_Stated exercise_
Nothing but the lines from the one that contains "[trace] **red ribbon on gift**" through the end of the listing should appear, set down exactly.

_Material for this task_
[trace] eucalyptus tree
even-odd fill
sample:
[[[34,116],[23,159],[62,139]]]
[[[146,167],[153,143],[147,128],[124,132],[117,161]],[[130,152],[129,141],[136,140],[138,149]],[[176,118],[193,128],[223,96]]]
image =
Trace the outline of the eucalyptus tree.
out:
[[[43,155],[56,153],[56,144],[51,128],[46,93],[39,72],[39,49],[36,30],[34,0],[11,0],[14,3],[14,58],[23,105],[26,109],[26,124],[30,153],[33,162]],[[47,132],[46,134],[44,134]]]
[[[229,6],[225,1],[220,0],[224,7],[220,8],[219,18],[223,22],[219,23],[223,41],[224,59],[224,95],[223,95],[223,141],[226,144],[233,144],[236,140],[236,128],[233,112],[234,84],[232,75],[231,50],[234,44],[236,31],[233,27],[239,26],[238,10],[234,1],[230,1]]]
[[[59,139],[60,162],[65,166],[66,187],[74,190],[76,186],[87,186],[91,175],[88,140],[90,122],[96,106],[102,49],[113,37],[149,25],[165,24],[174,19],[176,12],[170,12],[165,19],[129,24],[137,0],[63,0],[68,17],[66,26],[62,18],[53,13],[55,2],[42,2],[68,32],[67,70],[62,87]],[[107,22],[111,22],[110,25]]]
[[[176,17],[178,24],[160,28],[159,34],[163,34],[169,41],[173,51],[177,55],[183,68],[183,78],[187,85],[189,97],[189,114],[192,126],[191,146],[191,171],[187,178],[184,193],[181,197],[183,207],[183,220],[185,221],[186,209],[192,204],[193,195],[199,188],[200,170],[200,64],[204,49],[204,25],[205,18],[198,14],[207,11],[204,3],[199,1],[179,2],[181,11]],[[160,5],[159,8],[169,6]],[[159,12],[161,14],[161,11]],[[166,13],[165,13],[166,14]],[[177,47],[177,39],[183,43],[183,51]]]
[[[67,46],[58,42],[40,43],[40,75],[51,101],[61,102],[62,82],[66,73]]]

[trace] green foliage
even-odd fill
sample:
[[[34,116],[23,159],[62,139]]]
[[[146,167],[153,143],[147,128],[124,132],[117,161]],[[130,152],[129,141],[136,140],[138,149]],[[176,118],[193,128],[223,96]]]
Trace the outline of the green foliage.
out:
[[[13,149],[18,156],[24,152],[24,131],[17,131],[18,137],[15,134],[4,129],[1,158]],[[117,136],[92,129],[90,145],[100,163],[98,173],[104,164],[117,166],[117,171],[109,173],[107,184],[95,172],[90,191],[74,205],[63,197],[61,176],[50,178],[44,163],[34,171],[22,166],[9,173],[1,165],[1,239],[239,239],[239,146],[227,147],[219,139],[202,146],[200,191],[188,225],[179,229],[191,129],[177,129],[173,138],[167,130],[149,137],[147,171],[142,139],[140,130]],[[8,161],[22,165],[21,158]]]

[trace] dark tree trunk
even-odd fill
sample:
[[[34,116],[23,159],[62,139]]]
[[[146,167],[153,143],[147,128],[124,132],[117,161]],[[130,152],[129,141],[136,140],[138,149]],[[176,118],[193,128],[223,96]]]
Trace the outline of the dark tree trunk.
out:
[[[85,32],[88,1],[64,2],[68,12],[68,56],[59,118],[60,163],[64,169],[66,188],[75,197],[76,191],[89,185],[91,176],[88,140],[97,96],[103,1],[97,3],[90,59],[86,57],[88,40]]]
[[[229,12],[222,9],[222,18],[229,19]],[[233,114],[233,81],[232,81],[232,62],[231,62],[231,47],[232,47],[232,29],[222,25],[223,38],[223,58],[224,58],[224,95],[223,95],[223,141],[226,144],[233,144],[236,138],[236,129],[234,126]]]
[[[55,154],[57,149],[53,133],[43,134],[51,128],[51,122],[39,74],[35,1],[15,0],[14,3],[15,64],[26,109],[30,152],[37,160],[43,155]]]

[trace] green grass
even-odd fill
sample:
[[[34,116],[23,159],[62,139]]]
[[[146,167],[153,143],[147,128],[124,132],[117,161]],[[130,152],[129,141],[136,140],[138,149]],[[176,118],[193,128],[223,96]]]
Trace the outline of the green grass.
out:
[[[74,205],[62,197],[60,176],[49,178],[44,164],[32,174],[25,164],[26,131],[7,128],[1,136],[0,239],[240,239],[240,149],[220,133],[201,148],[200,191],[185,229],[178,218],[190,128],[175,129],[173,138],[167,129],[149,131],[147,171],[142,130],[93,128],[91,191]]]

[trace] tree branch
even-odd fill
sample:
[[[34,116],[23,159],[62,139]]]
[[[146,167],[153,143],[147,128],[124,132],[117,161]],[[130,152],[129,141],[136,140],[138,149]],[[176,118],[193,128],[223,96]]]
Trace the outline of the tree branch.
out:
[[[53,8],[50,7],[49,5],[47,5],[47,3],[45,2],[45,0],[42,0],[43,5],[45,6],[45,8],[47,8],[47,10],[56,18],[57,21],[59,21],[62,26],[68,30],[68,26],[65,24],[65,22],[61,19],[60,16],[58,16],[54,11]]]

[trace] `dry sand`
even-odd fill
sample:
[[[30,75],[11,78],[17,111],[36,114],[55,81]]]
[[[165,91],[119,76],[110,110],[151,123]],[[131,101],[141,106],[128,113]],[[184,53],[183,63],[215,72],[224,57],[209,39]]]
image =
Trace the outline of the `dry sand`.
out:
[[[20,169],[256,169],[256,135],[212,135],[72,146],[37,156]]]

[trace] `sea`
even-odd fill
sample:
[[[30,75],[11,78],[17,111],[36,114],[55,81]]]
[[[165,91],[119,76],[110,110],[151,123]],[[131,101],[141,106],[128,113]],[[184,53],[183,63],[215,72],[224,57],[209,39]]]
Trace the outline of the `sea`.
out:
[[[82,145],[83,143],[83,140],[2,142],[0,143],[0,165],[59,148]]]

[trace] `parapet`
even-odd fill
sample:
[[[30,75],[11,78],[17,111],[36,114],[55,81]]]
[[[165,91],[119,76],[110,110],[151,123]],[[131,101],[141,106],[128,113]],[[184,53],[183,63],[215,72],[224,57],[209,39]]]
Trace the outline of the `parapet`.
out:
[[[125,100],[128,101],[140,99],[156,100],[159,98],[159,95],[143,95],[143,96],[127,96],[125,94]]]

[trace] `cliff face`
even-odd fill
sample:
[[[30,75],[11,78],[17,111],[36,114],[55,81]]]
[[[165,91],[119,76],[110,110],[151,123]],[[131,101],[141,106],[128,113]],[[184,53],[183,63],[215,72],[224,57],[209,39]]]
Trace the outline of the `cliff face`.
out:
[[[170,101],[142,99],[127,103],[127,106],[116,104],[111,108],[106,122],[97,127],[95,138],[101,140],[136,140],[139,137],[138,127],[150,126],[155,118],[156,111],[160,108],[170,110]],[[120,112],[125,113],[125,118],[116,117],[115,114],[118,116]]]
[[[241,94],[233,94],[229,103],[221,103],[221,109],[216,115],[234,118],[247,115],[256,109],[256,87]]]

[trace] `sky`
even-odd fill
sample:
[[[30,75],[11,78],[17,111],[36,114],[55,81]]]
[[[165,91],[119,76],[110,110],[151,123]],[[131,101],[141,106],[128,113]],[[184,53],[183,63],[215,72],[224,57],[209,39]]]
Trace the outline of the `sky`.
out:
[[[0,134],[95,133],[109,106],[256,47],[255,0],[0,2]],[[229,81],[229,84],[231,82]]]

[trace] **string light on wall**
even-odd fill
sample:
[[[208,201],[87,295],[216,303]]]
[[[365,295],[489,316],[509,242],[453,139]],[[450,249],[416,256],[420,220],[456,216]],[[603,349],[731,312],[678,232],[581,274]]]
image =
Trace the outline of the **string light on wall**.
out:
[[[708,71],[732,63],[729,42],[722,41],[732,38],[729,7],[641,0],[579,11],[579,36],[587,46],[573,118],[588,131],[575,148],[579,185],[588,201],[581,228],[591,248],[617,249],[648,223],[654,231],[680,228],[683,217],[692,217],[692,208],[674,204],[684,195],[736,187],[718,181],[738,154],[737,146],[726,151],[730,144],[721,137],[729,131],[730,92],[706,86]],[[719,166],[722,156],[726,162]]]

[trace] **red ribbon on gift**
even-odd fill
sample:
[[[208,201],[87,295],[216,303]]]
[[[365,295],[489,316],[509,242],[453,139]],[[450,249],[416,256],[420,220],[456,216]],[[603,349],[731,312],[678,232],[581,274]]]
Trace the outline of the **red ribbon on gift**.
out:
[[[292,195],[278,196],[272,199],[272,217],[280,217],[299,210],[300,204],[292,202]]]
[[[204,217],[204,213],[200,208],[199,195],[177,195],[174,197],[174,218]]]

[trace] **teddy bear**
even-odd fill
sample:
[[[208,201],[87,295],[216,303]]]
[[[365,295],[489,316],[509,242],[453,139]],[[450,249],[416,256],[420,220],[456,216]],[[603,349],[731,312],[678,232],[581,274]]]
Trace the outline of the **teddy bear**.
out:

_Exercise output_
[trace] **red ribbon on gift**
even-odd fill
sample:
[[[208,201],[87,295],[216,303]]]
[[[365,295],[489,316],[509,242],[453,139]],[[450,249],[416,256],[420,220],[456,216]],[[603,349],[731,312],[678,232],[581,274]]]
Trace the outline of the **red ribbon on gift**.
out:
[[[292,195],[278,196],[272,199],[272,217],[280,217],[299,210],[300,204],[292,202]]]
[[[204,217],[204,213],[200,208],[199,195],[177,195],[174,197],[174,218]]]

[trace] **teddy bear**
even-odd fill
sample:
[[[208,201],[87,295],[216,303]]]
[[[365,295],[489,316],[509,242],[453,139]],[[450,249],[416,256],[420,220],[456,216]],[[603,349],[731,312],[678,232],[581,274]]]
Trace the outline of the **teddy bear**.
out:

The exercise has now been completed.